* [Document extract]
***

Meta is releasing several sizes of Llama 3.2. The more powerful versions have 11 billion and 90 billion parameters, while less capable 1 billion and 3 billion parameter versions are designed to work well on portable devices. Meta says those smaller versions have been optimized for ARM-based mobile chips from Qualcomm and MediaTek.

Meta AI gets celebrity voices and image tools

The consumer-facing upgrade is more direct: Meta AI is getting voices. The new celebrity voice options include Dame Judi Dench, John Cena, Awkwafina, Keegan Michael Key, and Kristen Bell.

Meta says the new voices will be made available to users in the US, Canada, Australia, and New Zealand over the next month. The company has tried celebrity personas before with text-based assistants, but those characters did not gain much traction. In July, Meta also launched AI Studio, a tool that lets users create chatbots with any persona they choose.

The new version of Meta AI will also be able to respond to users' photos. If a user takes a picture of a bird and does not know what it is, Meta AI can identify the species. It will also help edit images, including by adding new backgrounds or details on demand.

***

* [Stored data entries]
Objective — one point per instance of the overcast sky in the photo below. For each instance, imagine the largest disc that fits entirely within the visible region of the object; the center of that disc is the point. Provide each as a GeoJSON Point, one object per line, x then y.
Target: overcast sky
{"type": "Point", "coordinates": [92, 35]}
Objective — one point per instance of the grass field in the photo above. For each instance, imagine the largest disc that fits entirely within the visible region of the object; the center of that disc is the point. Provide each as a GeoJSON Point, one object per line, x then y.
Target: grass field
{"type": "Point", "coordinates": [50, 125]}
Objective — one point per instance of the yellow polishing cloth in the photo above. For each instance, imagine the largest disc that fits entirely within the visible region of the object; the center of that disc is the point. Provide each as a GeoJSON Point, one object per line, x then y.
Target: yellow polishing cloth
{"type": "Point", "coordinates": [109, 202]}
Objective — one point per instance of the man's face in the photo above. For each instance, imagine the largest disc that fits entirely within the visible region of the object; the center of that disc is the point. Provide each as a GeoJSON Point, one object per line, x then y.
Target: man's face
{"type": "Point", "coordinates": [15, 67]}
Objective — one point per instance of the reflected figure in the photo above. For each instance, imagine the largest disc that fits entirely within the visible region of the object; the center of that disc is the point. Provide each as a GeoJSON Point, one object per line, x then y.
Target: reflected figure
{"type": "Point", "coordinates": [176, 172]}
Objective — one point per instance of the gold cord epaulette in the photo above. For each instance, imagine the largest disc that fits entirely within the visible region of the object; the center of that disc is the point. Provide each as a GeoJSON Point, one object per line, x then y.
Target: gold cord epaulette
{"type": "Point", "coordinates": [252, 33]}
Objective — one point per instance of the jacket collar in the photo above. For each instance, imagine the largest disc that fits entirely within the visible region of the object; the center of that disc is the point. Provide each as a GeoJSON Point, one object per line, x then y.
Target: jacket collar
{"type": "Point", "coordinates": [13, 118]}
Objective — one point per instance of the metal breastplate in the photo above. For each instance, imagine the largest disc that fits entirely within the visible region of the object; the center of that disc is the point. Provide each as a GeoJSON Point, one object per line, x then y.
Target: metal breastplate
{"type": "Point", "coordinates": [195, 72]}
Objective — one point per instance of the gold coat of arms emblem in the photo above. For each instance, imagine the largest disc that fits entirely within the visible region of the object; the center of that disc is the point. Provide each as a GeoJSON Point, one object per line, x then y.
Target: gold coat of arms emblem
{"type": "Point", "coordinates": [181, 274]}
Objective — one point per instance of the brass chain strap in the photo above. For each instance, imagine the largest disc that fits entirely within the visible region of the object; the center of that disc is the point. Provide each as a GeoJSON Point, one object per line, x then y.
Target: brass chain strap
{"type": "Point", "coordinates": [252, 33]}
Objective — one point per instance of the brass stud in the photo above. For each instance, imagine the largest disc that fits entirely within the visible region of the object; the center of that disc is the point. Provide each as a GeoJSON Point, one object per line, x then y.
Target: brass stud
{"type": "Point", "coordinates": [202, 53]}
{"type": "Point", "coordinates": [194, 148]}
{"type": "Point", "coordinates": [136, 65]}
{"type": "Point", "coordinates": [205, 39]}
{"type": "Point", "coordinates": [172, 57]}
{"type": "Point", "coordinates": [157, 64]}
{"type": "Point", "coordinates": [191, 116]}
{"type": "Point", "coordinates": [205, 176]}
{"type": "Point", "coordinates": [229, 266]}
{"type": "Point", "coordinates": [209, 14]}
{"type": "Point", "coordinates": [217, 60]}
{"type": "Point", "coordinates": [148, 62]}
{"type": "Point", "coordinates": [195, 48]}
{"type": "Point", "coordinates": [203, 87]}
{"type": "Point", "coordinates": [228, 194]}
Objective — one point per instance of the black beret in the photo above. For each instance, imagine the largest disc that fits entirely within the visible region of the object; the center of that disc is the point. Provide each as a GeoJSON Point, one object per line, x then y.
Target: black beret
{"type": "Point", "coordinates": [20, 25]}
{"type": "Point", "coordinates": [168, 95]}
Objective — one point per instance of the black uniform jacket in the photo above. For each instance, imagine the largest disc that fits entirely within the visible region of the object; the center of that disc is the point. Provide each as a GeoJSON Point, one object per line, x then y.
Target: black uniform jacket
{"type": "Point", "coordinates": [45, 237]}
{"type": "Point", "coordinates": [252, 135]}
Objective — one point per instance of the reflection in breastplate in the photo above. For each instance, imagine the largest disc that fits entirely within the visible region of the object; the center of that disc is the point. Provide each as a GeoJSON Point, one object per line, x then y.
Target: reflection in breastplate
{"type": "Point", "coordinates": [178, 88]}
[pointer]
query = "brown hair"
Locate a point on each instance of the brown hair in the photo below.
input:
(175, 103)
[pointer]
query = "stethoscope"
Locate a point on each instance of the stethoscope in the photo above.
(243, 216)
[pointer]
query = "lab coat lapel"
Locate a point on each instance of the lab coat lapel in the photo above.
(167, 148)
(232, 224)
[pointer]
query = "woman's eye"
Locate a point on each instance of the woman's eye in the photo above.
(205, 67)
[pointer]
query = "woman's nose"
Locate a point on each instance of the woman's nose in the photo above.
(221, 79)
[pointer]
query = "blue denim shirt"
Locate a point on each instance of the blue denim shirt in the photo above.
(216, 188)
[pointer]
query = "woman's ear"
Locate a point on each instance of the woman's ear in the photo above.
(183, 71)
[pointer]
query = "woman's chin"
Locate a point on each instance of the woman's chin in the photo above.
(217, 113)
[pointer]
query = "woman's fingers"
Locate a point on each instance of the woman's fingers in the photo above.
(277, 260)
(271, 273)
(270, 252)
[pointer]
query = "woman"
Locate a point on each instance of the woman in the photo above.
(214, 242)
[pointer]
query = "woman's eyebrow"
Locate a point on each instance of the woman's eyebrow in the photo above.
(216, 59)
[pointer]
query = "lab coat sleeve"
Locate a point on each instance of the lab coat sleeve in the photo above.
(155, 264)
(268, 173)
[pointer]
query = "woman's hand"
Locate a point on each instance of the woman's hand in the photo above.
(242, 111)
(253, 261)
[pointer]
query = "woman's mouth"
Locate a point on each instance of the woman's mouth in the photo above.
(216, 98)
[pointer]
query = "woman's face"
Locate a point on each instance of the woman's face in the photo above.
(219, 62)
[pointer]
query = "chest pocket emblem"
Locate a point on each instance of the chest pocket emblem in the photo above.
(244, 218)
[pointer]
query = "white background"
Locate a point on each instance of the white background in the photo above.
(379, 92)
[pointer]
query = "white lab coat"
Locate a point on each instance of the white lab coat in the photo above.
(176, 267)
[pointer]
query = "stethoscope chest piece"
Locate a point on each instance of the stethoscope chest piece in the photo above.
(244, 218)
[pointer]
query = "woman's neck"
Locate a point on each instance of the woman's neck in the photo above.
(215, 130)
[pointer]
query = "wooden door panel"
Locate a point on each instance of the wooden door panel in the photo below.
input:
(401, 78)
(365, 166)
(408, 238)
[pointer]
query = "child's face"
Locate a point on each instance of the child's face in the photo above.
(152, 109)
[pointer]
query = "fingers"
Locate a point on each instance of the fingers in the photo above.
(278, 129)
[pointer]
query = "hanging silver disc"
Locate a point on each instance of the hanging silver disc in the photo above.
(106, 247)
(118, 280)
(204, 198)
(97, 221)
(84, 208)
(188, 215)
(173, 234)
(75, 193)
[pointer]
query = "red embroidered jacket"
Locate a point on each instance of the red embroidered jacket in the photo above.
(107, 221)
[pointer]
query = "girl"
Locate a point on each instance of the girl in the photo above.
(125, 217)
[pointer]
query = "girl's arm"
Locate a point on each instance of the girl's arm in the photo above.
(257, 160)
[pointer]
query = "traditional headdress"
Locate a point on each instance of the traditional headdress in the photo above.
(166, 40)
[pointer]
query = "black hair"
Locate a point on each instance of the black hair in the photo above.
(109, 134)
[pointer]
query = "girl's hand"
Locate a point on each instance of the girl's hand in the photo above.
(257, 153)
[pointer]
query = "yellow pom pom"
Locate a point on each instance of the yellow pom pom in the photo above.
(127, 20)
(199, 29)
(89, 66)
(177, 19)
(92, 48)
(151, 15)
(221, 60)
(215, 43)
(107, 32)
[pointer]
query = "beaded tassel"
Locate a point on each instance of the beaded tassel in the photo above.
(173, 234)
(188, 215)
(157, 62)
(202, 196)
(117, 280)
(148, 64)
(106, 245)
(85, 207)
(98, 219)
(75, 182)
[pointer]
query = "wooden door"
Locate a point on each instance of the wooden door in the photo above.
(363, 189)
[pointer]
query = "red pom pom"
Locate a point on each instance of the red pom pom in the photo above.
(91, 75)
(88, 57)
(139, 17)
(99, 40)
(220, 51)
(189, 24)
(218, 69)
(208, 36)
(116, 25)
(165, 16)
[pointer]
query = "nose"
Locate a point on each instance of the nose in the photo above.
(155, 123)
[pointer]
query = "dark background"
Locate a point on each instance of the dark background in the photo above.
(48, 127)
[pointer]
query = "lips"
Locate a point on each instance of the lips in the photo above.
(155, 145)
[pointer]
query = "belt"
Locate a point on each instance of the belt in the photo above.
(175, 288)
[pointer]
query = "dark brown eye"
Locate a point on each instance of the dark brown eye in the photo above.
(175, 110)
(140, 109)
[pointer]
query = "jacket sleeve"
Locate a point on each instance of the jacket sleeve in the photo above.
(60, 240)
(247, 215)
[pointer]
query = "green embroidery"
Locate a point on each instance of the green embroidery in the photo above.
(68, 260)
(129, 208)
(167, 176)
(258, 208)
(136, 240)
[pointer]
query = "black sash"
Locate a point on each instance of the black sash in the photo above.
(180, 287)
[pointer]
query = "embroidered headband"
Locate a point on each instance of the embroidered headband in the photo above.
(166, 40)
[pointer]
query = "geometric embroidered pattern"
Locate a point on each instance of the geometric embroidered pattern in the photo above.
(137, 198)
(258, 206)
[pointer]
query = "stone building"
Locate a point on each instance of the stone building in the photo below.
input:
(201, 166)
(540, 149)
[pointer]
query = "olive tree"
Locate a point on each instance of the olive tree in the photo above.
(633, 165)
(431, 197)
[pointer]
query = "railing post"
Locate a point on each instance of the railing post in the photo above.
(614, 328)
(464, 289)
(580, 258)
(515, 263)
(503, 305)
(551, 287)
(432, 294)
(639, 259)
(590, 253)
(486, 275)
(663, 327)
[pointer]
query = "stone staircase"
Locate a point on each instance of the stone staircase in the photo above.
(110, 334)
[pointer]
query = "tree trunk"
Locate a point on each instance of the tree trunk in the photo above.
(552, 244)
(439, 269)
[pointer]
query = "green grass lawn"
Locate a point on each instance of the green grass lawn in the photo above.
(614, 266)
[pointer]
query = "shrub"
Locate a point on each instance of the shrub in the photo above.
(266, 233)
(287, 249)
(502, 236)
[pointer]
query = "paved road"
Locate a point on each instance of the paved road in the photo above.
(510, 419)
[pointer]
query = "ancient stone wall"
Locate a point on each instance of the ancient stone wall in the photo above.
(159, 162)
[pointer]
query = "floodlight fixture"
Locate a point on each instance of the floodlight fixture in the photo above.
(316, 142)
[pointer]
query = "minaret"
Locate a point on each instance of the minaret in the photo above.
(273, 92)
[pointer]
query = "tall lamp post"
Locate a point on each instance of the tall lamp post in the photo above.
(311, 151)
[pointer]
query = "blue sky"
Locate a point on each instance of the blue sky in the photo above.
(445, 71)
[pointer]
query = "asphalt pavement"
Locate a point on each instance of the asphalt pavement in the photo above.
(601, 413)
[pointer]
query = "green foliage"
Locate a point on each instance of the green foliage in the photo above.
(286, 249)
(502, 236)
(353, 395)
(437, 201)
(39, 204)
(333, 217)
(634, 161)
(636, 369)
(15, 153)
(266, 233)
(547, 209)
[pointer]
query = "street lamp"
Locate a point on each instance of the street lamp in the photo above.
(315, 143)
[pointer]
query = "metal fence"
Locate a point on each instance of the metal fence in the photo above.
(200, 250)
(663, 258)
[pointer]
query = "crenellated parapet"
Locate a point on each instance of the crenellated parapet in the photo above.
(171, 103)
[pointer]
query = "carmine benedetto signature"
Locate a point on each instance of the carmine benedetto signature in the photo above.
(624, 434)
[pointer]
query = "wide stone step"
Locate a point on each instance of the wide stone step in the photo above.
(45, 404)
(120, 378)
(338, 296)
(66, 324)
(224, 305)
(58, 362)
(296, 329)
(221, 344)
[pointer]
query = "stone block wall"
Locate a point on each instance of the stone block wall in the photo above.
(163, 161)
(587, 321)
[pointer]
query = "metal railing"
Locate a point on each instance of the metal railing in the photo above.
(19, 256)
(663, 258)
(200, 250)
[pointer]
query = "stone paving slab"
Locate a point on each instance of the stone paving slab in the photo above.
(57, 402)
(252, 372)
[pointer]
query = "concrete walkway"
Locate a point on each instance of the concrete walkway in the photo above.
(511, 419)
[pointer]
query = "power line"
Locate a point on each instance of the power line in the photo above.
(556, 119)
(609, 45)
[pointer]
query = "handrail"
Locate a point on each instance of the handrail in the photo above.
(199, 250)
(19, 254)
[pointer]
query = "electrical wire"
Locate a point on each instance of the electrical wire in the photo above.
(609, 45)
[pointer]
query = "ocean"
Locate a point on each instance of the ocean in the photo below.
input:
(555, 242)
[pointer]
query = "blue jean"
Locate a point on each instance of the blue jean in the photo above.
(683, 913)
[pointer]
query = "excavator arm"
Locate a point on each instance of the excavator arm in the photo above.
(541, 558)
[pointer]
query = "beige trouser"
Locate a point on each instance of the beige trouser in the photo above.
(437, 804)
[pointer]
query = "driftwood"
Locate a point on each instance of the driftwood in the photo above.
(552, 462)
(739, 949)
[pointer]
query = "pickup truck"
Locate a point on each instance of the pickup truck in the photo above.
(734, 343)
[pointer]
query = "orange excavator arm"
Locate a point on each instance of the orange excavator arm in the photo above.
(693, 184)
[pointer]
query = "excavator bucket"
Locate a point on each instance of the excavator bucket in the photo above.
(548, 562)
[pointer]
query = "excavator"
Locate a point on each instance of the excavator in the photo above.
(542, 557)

***

* [Required tasks]
a – Output the stretch of the Meta AI article from "Meta says the" through "persona they choose.".
b – Pick up the article on Meta's Llama 3.2 and Meta AI updates from its last sentence and keep writing.
The items stand apart from the article on Meta's Llama 3.2 and Meta AI updates and are separate material.

* [Task answers]
a –
Meta says the new voices will be made available to users in the US, Canada, Australia, and New Zealand over the next month. The company has tried celebrity personas before with text-based assistants, but those characters did not gain much traction. In July, Meta also launched AI Studio, a tool that lets users create chatbots with any persona they choose.

b –
Google released a similar tool for its Pixel smartphones and for Google Photos in April. Meta's image capabilities will be rolled out in the US, though the company did not say when those features might appear in other markets.

Smart glasses show where visual AI could go

At Connect, Zuckerberg demonstrated several AI features that show why visual understanding is central to Meta's plans. In videos, Ray Ban smart glasses running Llama 3.2 offered recipe advice based on ingredients in view. In another example, the glasses gave commentary on clothing seen on a rack in a store.

These examples are important because they show AI moving from a chat box into the user's surroundings. If a system can interpret what a camera sees, it can become more useful in moments where typing a prompt is awkward or too slow.

Meta also showed experimental AI features the company is working on, including software for live translation between Spanish and English, automatic dubbing of videos into different languages, and an avatar for creators that can answer fan questions on their behalf.

None of those examples turns Meta AI into a finished universal assistant. But together they suggest the direction of travel: AI that can listen, speak, see, and act across apps and devices.

Why open multimodal models matter

Llama is different from many proprietary models because it can be downloaded and run locally without charge, although there are restrictions on large-scale commercial use. It can also be fine-tuned, or modified with additional training, for specific tasks.

That openness has made the Llama family widely adopted by developers and startups. Patrick Wendell, cofounder and VP of engineering at Databricks, said many companies are drawn to open models because they allow them to better protect their own data.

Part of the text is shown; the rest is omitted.